TASK BRIEF → Print the data below exactly, but only the lines from the one containing "Tag one point on each instance of the dark wood" down to the one containing "Tag one point on each instance of the wood plank", inclusive.

[DATASET EXTRACT — start]

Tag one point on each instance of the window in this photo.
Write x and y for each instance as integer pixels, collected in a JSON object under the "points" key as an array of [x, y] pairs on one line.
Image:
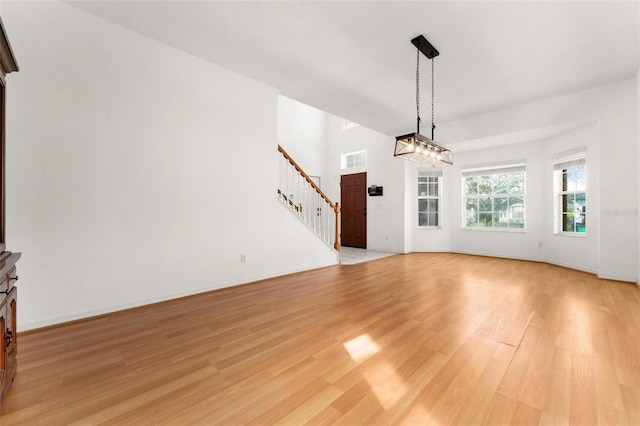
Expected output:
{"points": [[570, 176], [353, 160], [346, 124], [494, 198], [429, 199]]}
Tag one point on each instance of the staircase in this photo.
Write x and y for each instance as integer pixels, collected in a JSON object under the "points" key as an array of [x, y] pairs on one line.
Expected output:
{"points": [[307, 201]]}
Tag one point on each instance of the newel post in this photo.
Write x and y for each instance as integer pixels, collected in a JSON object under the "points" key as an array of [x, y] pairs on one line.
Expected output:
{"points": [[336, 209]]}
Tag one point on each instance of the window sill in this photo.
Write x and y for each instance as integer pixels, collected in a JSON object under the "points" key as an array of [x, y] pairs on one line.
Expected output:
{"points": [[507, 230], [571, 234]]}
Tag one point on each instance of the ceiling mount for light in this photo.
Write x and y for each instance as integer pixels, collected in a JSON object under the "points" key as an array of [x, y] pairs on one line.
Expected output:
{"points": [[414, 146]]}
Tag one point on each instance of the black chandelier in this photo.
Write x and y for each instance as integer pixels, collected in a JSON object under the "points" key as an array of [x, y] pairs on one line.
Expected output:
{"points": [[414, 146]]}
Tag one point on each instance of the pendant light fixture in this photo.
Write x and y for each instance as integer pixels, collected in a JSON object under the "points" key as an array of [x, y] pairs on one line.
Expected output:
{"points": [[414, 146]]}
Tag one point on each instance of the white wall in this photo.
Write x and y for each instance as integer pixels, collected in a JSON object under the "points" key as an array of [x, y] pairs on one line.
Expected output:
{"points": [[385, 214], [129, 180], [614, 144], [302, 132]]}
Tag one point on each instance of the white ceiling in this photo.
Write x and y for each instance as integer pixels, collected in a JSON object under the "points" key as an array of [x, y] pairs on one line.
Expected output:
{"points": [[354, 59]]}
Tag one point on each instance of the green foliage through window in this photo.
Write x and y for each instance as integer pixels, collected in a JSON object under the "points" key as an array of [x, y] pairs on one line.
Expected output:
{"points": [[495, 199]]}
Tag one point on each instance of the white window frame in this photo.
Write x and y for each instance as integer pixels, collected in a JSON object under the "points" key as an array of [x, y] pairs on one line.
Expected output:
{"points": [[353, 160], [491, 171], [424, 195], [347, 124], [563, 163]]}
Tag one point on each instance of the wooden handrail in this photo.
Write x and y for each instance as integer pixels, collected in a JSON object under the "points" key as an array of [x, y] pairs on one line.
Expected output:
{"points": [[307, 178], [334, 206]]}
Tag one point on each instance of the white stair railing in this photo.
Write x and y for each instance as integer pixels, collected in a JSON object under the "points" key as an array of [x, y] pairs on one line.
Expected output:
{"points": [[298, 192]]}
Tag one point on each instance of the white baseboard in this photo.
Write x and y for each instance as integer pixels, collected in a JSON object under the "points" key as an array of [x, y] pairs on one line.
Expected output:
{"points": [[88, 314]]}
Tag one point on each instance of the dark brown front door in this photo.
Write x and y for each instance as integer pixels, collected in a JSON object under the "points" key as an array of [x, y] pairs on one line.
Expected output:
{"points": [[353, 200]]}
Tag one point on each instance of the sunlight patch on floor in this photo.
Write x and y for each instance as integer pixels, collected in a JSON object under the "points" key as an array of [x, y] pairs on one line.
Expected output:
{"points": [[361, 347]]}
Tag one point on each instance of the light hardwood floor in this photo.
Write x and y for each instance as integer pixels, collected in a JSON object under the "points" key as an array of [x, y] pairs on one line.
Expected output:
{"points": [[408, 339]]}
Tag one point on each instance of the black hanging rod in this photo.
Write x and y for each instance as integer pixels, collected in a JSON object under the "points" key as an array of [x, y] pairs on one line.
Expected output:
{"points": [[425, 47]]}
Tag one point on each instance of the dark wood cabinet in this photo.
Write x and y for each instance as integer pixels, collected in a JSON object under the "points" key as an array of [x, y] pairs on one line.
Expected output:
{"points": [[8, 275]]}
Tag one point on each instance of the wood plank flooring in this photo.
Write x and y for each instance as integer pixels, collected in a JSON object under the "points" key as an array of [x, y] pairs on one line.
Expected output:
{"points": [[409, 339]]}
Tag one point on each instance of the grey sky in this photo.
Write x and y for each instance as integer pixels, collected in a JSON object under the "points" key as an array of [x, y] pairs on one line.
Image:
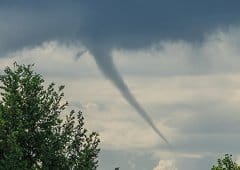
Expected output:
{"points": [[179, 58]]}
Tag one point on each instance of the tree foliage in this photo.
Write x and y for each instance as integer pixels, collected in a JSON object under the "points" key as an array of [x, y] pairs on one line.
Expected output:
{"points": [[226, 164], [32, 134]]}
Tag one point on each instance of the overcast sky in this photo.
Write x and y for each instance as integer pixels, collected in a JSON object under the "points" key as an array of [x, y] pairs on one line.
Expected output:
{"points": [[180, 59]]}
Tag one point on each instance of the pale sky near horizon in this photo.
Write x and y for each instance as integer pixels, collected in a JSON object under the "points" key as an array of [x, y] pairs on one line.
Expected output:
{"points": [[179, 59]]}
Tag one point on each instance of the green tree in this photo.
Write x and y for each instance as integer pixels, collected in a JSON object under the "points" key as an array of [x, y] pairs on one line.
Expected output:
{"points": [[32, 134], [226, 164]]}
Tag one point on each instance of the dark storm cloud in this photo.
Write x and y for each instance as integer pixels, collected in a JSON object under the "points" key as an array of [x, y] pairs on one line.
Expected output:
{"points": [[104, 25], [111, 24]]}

[DATASET EXTRACT — finish]
[DATASET EXTRACT — start]

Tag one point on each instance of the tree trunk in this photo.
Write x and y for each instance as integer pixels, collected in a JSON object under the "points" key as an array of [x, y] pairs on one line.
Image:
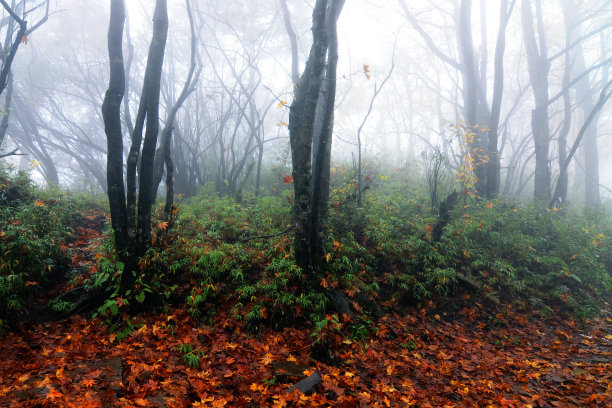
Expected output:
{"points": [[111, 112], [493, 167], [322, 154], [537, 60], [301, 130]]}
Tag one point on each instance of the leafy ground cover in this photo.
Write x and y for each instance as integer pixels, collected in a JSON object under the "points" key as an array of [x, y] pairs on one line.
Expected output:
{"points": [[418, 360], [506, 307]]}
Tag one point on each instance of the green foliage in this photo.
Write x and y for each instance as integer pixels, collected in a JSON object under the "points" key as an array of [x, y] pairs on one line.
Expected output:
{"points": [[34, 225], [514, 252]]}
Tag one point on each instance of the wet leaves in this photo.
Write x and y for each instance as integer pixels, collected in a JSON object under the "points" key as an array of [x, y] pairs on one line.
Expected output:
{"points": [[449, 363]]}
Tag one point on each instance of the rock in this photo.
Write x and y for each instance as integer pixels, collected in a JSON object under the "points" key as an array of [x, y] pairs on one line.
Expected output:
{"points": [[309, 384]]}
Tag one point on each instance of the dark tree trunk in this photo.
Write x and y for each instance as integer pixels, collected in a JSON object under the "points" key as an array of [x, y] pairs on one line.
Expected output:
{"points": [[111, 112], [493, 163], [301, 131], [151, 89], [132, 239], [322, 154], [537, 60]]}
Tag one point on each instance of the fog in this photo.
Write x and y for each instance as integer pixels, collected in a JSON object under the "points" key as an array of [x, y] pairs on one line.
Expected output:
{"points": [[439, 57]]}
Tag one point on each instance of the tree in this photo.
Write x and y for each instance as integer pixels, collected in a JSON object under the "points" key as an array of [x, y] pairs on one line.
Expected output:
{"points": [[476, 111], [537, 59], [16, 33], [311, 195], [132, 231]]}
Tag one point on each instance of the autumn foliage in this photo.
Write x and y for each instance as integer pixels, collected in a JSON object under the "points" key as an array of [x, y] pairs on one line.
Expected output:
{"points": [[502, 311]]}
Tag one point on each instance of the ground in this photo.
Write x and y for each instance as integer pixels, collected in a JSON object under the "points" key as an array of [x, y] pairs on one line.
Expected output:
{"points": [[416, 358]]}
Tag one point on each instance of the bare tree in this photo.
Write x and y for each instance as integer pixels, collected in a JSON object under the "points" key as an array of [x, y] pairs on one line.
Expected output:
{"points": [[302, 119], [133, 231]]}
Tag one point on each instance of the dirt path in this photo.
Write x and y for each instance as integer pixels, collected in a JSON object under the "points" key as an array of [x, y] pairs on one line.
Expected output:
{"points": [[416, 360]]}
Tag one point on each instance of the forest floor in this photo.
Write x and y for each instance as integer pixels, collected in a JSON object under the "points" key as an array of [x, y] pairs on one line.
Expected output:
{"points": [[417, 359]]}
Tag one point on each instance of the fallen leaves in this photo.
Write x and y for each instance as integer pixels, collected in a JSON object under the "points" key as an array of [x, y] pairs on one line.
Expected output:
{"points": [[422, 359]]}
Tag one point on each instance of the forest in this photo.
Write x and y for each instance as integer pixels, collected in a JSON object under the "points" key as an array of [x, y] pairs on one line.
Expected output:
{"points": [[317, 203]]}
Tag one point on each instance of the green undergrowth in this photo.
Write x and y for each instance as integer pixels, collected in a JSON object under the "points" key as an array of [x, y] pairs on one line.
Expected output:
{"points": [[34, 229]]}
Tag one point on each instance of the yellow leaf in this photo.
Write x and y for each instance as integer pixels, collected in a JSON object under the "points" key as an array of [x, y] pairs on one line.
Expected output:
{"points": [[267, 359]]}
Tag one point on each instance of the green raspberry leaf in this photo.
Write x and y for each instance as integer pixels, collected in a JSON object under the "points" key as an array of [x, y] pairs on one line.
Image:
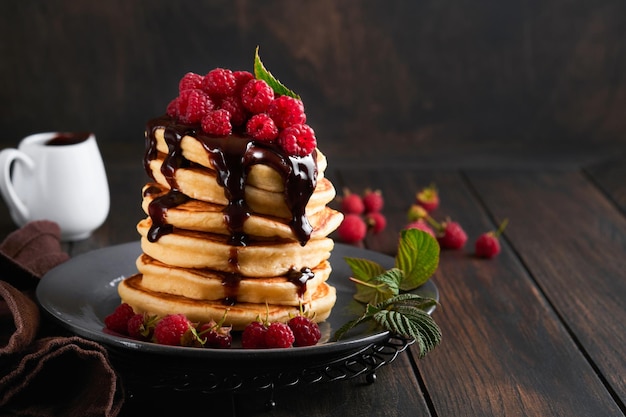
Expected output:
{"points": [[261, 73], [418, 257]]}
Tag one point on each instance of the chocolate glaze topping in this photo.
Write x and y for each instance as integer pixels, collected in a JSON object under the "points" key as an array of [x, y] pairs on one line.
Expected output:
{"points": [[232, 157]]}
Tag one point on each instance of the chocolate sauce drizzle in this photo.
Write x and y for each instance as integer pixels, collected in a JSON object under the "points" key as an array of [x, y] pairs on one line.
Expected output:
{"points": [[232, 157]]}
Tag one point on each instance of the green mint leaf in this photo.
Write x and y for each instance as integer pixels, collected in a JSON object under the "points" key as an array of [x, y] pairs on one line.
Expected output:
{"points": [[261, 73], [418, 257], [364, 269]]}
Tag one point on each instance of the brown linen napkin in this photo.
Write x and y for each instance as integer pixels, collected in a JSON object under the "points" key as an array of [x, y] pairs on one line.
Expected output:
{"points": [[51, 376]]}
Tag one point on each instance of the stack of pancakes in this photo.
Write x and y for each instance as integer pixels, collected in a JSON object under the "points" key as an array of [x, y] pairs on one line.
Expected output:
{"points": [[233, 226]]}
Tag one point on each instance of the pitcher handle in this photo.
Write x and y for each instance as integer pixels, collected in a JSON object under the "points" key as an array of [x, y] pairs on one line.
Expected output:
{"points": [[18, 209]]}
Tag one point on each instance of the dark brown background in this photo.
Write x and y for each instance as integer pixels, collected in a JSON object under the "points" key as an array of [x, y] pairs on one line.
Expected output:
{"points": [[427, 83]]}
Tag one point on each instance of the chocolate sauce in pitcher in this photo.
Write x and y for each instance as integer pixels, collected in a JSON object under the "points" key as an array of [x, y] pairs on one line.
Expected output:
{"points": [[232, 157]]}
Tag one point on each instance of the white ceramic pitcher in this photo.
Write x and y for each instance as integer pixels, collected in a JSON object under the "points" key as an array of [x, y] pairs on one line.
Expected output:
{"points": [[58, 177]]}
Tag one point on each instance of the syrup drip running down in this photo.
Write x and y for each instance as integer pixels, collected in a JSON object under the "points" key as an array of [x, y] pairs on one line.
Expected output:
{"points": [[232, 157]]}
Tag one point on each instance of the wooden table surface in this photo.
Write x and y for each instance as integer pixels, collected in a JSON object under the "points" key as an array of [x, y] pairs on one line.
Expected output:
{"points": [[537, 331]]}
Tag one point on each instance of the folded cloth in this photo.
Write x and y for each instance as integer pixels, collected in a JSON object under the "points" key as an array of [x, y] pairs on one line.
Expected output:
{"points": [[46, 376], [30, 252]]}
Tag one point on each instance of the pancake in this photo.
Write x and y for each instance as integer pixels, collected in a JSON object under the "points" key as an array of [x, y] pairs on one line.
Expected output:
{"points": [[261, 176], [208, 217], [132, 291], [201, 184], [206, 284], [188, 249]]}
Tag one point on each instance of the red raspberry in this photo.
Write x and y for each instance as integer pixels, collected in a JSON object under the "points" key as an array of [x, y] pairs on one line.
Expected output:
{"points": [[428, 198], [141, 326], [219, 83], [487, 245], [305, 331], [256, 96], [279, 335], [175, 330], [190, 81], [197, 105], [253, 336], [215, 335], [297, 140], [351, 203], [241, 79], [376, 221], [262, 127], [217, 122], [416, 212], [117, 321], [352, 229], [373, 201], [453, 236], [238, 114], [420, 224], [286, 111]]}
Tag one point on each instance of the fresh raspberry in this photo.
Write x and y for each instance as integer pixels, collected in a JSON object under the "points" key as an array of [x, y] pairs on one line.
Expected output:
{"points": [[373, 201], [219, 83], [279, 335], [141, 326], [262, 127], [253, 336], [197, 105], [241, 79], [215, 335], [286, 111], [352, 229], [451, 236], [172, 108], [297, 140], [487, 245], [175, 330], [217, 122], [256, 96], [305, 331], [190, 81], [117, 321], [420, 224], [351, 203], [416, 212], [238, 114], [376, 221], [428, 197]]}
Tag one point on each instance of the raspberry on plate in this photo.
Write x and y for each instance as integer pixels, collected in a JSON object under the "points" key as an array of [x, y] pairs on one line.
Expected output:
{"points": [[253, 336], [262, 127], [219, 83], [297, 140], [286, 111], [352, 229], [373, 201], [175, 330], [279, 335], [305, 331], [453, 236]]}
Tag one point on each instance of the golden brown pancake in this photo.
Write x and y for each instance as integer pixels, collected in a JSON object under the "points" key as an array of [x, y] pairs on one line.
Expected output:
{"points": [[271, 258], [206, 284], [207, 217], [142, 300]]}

[DATASET EXTRACT — finish]
[DATASET EXTRACT — start]

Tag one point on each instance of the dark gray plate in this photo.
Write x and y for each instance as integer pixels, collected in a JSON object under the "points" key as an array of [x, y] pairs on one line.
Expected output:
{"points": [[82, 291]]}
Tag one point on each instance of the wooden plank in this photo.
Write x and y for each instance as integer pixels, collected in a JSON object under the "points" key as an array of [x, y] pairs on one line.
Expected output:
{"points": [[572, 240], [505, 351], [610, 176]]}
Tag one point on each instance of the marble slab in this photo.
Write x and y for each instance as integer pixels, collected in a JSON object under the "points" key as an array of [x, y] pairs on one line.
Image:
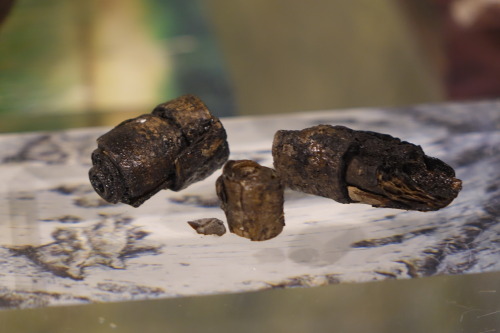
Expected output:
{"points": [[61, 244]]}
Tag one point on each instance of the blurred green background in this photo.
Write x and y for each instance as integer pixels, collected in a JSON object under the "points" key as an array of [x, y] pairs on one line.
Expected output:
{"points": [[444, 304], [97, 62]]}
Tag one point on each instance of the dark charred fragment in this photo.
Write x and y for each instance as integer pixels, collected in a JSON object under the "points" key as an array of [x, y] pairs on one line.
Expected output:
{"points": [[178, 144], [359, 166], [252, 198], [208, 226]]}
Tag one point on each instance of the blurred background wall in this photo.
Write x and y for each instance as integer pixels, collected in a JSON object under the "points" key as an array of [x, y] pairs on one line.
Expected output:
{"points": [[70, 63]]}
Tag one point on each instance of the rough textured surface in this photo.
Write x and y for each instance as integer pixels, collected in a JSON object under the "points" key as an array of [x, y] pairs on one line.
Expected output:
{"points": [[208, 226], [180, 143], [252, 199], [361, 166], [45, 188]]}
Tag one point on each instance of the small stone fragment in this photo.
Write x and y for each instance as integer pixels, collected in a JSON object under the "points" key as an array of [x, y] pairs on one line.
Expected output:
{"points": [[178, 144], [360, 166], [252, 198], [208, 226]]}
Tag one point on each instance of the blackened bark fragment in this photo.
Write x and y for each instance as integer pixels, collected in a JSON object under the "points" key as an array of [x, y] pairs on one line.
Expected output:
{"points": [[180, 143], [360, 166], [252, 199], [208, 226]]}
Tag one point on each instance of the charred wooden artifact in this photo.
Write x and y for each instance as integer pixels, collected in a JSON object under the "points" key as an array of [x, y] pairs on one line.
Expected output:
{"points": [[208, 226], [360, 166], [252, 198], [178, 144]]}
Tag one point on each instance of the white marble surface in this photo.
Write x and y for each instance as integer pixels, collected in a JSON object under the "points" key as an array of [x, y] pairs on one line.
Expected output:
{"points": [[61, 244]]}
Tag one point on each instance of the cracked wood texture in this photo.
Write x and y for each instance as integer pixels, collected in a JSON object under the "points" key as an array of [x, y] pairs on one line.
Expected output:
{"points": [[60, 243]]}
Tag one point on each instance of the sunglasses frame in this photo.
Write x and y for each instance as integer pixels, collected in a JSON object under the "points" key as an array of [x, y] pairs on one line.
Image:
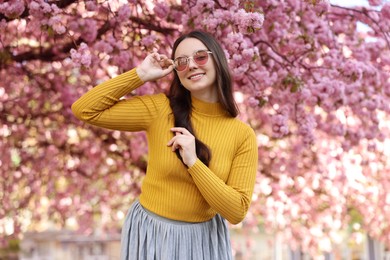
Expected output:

[DATASET EXTRACT — finish]

EXPECTED OUTPUT →
Tag one point on each instance of the dark wood cabinet in this photo.
Write x and y for each instance as integer pixels, collected in a JSON object under the "points" key as an array of [x, y] pairs on one line.
Expected output:
{"points": [[8, 275]]}
Tag one point on each instance of the wood plank flooring in this photo.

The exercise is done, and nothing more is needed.